**Task goal**. Set out every line of the rows below as a Markdown table with the columns No. and Line, numbering the lines in order. Skip blank lines and leave the pictures out.
[start of Provided records]
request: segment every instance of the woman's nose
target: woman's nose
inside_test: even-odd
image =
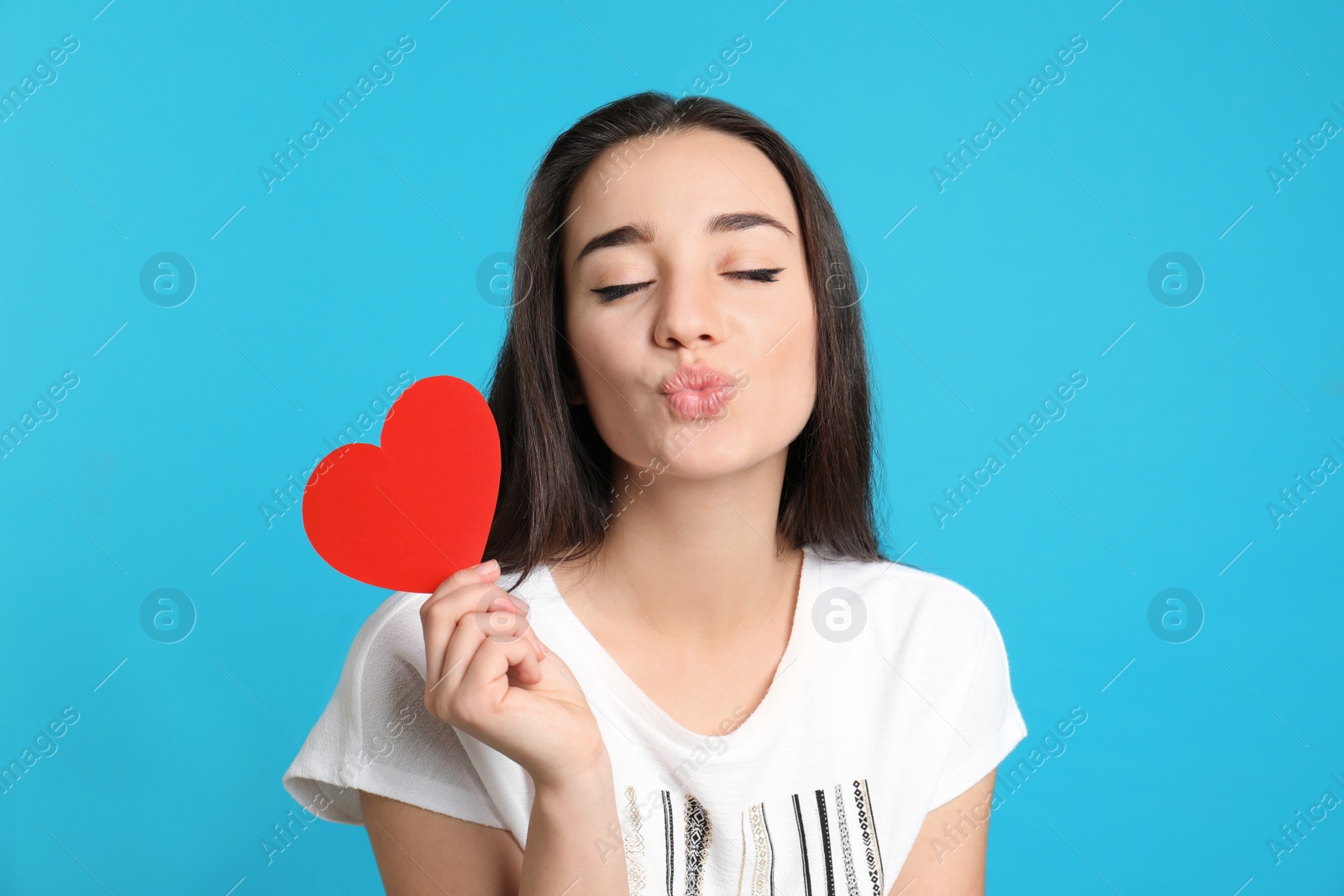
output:
[[[723,339],[723,297],[714,273],[672,271],[661,278],[655,341],[691,348]]]

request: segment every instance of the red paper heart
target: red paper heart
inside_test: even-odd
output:
[[[470,383],[429,376],[392,404],[380,442],[323,458],[304,486],[304,531],[336,571],[429,594],[481,562],[499,497],[499,427]]]

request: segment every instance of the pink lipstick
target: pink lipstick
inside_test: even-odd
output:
[end of Provided records]
**Response for this exercise**.
| No. | Line |
|---|---|
| 1 | request: segment every instance of the woman's nose |
| 2 | target: woman's nose |
| 3 | inside_test: even-odd |
| 4 | image = |
| 5 | output: |
| 6 | [[[723,339],[723,297],[714,273],[672,271],[661,278],[655,341],[691,348]]] |
| 7 | request: segment every instance of the red paper heart |
| 8 | target: red paper heart |
| 9 | inside_test: even-odd |
| 10 | output: |
| 11 | [[[470,383],[429,376],[392,404],[380,442],[323,458],[304,486],[304,531],[336,571],[429,594],[481,562],[499,497],[499,427]]] |
| 12 | request: segment every instance of the pink lipstick |
| 13 | target: pink lipstick |
| 14 | inside_test: even-odd |
| 15 | output: |